Passage to read
####

Kazuo Shinohara: I majored in mathematics before studying architecture. Therefore, for me, thinking about mathematics is almost the same as thinking about architecture. It is like two sides of the same coin. I first started to talk about the “mathematical city” around 1967. At that time I had completed the House in White and my thinking was still deeply related to Japanese tradition. So, I started to say that the composition of a city should be based on the abstract and the neutral, which both include mathematical thinking. In short, I was now talking about something completely the opposite of Japanese tradition. These two directions are not in direct confrontation. But they do have an ambivalent relationship. The concept first provides a reason for small houses to exist; and then an opposing aspect emerges, so that the huge urban space of the city itself surfaces.

Until the 1960s, I had no direct experience in handling a city, and I said simply that the city could be left in chaos. In other words, we could only describe a city as an aesthetic of chaos. After that, I stated that the composition of a huge city could not be controlled without mathematics. It was impossible to achieve a real city composition by formal means, as was fashionable at the time. It was useless. And then, some ten or twenty years later on, chaos theory appeared in the field of mathematics. Therefore, my point of view, i.e. that the composition of a city has a complex mathematical nature, was given theoretical support by mathematical progress after a decade or two. Since chaos theory in mathematics was very new at the time, the rest of the architectural community reacted coldly during the 1970s and 1980s. Then, the theory suddenly became highly influential. My own vision, which I had stated around 1967, was perfectly synchronized with it. It was a mathematical approach positing that very state of confusion, or lack of unity, as its essential significance.

House by Kazuo Shinohara. Photo by Enric Massip

House in Yokohama by Kazuo Shinohara. Photo by Enric Massip-Bosch

HUO: In your opinion, what is the ideal model for living?

KS: The central concept of modernism in the 20th century has been to unify. One of the concepts was an “international style”, by which architects tried to unify everything making use of its clarion principles. To take an extreme example, the Bauhaus even tried to coordinate table linens.

Now we’re approaching the 21st century and I am writing a series of articles, which say that the “un-unified” will assume superior value over humdrum unity. Restoring disjunction will become more important during the next century. After World War II, Tokyo had become a heap of ashes, and many progressive Japanese architects thought that they could completely transform it making use of Le Corbusier’s Plan Voisin. They were dreaming. But I didn’t agree with their view. I stated that there is beauty in chaos. That was in the early 1960s, forty years ago. Nobody agreed with me, it was such an un-avant-garde idea for those times. The area surrounding Shibuya station was a typical example, with its sprawling, inconsistent, messy and natural conditions. But in fact, ten years later, a newspaper interview with younger people and foreign tourists asked them what they considered the most exciting area in Tokyo. Many answered, “Shibuya”. However, for progressive architects, Shibuya had always been one of the most ugly spots in Tokyo.

####

Instructions
1. From the Shinohara interview, set down the passage from "Kazuo Shinohara: I" up to and including "city itself surfaces.".
2. According to the Shinohara interview, what subject did Shinohara major in before studying architecture?
3. Please condense the paragraph of the Shinohara interview beginning "Until the 1960s, I had no direct experience" into a bulleted list that keeps its main facts.

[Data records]
####

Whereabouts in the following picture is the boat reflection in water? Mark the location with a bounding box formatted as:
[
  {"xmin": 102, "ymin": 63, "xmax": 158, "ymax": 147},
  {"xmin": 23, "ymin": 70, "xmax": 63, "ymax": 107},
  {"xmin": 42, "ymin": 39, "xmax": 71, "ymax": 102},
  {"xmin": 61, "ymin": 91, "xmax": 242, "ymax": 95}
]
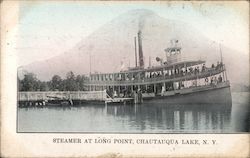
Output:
[{"xmin": 105, "ymin": 104, "xmax": 232, "ymax": 133}]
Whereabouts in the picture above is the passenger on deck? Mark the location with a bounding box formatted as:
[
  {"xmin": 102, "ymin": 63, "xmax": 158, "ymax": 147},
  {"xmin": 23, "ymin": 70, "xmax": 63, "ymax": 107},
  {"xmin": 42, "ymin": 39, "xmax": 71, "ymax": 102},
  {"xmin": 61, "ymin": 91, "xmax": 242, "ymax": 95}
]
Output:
[
  {"xmin": 210, "ymin": 77, "xmax": 214, "ymax": 85},
  {"xmin": 211, "ymin": 64, "xmax": 214, "ymax": 68},
  {"xmin": 201, "ymin": 64, "xmax": 206, "ymax": 72},
  {"xmin": 214, "ymin": 76, "xmax": 218, "ymax": 85},
  {"xmin": 218, "ymin": 75, "xmax": 222, "ymax": 83},
  {"xmin": 205, "ymin": 77, "xmax": 208, "ymax": 85}
]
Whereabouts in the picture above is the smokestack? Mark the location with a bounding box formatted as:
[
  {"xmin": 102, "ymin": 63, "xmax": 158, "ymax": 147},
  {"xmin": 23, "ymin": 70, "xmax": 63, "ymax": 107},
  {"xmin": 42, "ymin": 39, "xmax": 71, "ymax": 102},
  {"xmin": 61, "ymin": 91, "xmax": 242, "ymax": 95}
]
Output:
[
  {"xmin": 135, "ymin": 37, "xmax": 137, "ymax": 67},
  {"xmin": 138, "ymin": 31, "xmax": 144, "ymax": 67}
]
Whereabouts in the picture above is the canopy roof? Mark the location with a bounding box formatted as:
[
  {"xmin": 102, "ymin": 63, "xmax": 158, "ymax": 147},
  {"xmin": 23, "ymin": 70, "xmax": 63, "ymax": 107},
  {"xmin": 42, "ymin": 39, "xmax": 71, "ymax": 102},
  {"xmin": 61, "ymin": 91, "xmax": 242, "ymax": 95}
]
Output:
[{"xmin": 91, "ymin": 60, "xmax": 205, "ymax": 76}]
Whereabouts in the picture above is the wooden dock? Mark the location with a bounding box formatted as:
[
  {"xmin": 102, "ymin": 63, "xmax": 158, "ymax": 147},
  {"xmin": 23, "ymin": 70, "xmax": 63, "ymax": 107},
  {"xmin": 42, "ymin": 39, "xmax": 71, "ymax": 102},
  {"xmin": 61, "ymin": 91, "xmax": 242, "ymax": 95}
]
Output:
[{"xmin": 18, "ymin": 90, "xmax": 139, "ymax": 107}]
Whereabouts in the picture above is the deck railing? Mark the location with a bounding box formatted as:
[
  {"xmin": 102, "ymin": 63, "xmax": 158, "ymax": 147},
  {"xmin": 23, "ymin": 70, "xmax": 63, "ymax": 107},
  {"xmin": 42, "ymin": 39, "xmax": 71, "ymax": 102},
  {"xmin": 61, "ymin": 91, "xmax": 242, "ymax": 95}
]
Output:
[
  {"xmin": 18, "ymin": 91, "xmax": 107, "ymax": 101},
  {"xmin": 86, "ymin": 66, "xmax": 225, "ymax": 86}
]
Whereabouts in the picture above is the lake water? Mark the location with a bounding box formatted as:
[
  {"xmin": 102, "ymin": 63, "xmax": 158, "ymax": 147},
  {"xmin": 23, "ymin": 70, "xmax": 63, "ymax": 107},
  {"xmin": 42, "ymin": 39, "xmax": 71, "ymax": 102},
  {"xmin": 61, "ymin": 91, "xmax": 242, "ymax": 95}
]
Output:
[{"xmin": 17, "ymin": 92, "xmax": 250, "ymax": 133}]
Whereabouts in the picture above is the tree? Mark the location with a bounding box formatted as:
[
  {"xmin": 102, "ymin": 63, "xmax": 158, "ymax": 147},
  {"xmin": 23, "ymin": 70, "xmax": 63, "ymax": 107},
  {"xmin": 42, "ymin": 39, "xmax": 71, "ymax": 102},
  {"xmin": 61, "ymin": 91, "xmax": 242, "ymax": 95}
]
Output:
[{"xmin": 20, "ymin": 73, "xmax": 39, "ymax": 91}]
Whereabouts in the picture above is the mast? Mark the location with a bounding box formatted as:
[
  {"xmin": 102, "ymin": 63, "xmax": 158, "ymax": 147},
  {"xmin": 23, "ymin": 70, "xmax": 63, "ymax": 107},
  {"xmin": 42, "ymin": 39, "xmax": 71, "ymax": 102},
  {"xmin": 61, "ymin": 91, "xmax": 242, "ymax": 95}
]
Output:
[
  {"xmin": 220, "ymin": 44, "xmax": 223, "ymax": 63},
  {"xmin": 138, "ymin": 30, "xmax": 144, "ymax": 68},
  {"xmin": 219, "ymin": 44, "xmax": 227, "ymax": 81},
  {"xmin": 135, "ymin": 37, "xmax": 137, "ymax": 67}
]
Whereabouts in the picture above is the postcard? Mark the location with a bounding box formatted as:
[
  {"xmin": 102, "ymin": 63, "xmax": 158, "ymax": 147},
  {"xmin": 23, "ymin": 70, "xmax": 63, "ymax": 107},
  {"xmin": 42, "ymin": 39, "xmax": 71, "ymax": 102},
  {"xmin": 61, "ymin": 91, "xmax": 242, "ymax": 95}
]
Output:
[{"xmin": 1, "ymin": 0, "xmax": 250, "ymax": 157}]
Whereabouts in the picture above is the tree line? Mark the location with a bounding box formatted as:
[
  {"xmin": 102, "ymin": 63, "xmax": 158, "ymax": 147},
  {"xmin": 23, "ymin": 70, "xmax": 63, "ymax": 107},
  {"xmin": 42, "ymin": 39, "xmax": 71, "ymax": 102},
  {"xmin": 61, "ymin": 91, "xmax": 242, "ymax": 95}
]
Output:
[{"xmin": 18, "ymin": 71, "xmax": 87, "ymax": 91}]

####

Solutions
1.
Kazuo Shinohara: I majored in mathematics before studying architecture. Therefore, for me, thinking about mathematics is almost the same as thinking about architecture. It is like two sides of the same coin. I first started to talk about the “mathematical city” around 1967. At that time I had completed the House in White and my thinking was still deeply related to Japanese tradition. So, I started to say that the composition of a city should be based on the abstract and the neutral, which both include mathematical thinking. In short, I was now talking about something completely the opposite of Japanese tradition. These two directions are not in direct confrontation. But they do have an ambivalent relationship. The concept first provides a reason for small houses to exist; and then an opposing aspect emerges, so that the huge urban space of the city itself surfaces.

2. Mathematics.

3.
- Until the 1960s, having no direct experience handling a city, Shinohara said a city could be left in chaos and described only as an aesthetic of chaos.
- He later stated that the composition of a huge city could not be controlled without mathematics. The formal means fashionable at the time were useless for this.
- Some ten or twenty years later, chaos theory appeared in mathematics. It gave theoretical support to his view that city composition has a complex mathematical nature.
- The architectural community reacted coldly during the 1970s and 1980s, and then the theory suddenly became highly influential.
- His vision from around 1967 was synchronized with it. It was a mathematical approach that took confusion, or lack of unity, as its essential significance.